*** Block opens ***

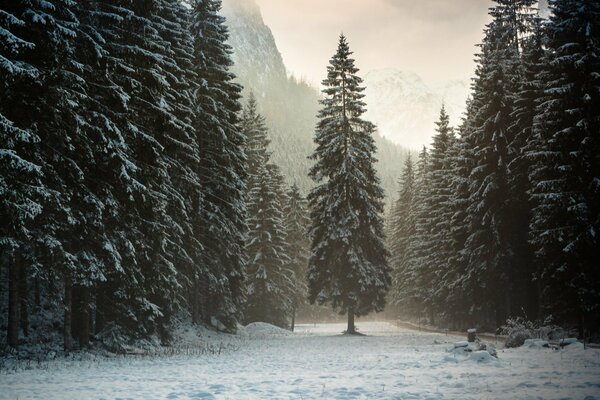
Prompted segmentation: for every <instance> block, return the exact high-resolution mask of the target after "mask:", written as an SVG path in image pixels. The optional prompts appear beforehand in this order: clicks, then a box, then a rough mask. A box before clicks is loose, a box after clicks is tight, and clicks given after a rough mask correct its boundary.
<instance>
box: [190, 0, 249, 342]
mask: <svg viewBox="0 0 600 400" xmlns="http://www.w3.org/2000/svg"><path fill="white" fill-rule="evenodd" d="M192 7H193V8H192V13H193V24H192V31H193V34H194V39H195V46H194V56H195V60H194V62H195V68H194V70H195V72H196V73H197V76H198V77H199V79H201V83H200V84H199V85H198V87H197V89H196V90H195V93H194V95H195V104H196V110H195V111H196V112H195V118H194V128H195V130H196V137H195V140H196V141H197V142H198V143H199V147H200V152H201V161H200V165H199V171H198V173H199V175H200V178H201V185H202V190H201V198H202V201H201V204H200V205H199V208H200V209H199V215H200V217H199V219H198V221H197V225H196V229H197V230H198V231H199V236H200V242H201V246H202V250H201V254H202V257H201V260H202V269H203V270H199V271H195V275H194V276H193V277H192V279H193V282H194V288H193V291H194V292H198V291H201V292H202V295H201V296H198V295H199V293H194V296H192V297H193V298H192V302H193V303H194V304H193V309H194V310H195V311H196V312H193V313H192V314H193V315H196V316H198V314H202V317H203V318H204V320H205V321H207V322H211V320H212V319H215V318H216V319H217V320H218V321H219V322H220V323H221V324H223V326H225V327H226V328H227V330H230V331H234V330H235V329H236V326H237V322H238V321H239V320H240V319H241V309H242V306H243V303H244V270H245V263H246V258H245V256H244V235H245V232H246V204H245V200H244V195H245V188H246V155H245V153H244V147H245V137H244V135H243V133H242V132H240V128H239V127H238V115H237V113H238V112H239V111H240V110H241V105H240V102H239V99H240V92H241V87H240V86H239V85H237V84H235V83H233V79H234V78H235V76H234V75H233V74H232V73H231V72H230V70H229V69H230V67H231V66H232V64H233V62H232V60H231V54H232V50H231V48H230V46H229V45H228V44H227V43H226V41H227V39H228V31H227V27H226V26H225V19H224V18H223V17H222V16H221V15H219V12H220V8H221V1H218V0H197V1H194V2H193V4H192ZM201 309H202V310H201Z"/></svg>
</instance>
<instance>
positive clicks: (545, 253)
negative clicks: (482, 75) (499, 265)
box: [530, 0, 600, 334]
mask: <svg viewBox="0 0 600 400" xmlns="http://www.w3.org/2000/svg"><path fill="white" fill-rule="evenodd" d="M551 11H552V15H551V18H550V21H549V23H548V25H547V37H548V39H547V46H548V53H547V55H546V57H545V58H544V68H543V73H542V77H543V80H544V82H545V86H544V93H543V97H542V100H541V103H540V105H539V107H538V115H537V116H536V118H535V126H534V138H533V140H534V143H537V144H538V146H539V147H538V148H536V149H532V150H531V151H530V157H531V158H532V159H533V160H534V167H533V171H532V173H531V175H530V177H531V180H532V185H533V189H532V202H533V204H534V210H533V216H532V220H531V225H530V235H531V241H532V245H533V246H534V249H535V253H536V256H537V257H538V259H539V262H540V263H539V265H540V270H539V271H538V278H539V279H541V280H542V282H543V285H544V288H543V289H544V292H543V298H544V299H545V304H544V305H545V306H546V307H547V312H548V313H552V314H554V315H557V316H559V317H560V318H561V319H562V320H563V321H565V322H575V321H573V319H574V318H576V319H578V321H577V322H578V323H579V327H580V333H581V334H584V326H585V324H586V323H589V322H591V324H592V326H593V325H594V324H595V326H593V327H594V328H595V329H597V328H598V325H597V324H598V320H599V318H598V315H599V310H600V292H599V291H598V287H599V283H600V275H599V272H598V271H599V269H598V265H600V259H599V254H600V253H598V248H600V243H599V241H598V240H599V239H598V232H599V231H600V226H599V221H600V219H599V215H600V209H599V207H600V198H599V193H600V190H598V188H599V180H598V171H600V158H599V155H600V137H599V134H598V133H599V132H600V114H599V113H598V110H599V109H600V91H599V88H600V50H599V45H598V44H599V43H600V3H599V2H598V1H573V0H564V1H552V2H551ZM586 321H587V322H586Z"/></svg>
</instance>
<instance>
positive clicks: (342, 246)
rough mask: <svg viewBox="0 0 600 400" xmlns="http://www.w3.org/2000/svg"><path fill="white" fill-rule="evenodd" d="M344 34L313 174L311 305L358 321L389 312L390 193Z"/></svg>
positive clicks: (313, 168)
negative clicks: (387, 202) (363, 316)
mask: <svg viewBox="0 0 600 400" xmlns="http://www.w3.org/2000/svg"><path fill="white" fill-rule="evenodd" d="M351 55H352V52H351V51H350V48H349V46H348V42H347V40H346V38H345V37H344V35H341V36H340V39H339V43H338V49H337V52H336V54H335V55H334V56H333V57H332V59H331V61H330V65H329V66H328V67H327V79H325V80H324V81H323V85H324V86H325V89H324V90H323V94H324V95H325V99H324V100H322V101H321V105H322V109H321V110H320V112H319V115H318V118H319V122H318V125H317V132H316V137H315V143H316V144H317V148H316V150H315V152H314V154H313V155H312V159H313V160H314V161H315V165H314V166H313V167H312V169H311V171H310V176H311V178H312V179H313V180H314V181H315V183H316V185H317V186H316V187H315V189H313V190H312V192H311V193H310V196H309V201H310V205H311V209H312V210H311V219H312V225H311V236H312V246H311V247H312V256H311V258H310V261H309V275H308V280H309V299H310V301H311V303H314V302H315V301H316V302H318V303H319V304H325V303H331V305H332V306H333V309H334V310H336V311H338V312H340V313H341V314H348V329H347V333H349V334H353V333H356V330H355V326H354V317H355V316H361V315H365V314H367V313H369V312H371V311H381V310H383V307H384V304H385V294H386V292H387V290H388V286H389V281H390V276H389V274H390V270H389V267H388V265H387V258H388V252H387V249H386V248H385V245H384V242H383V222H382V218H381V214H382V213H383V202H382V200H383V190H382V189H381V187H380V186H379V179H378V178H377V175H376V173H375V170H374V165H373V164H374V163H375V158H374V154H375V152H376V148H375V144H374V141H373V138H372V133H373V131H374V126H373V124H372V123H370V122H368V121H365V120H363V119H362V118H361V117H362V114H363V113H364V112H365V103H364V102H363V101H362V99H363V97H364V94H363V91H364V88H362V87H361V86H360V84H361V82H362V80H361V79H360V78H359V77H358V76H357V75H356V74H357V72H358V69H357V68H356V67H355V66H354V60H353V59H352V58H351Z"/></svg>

*** Block closes ***

* Your task: Show the lines of the records above that mention "rough".

* Task output:
Prompted segmentation: for every <instance> block, return the exact high-resolution mask of the target after "mask:", written as an SVG path in image pixels. The optional prompts appear beforehand in this order: clicks, then a box, then a rough mask. A box before clicks is loose, a box after clicks is tight, and clicks given after a rough mask correct its boundary.
rough mask: <svg viewBox="0 0 600 400" xmlns="http://www.w3.org/2000/svg"><path fill="white" fill-rule="evenodd" d="M344 34L313 174L311 305L358 321L389 312L390 193Z"/></svg>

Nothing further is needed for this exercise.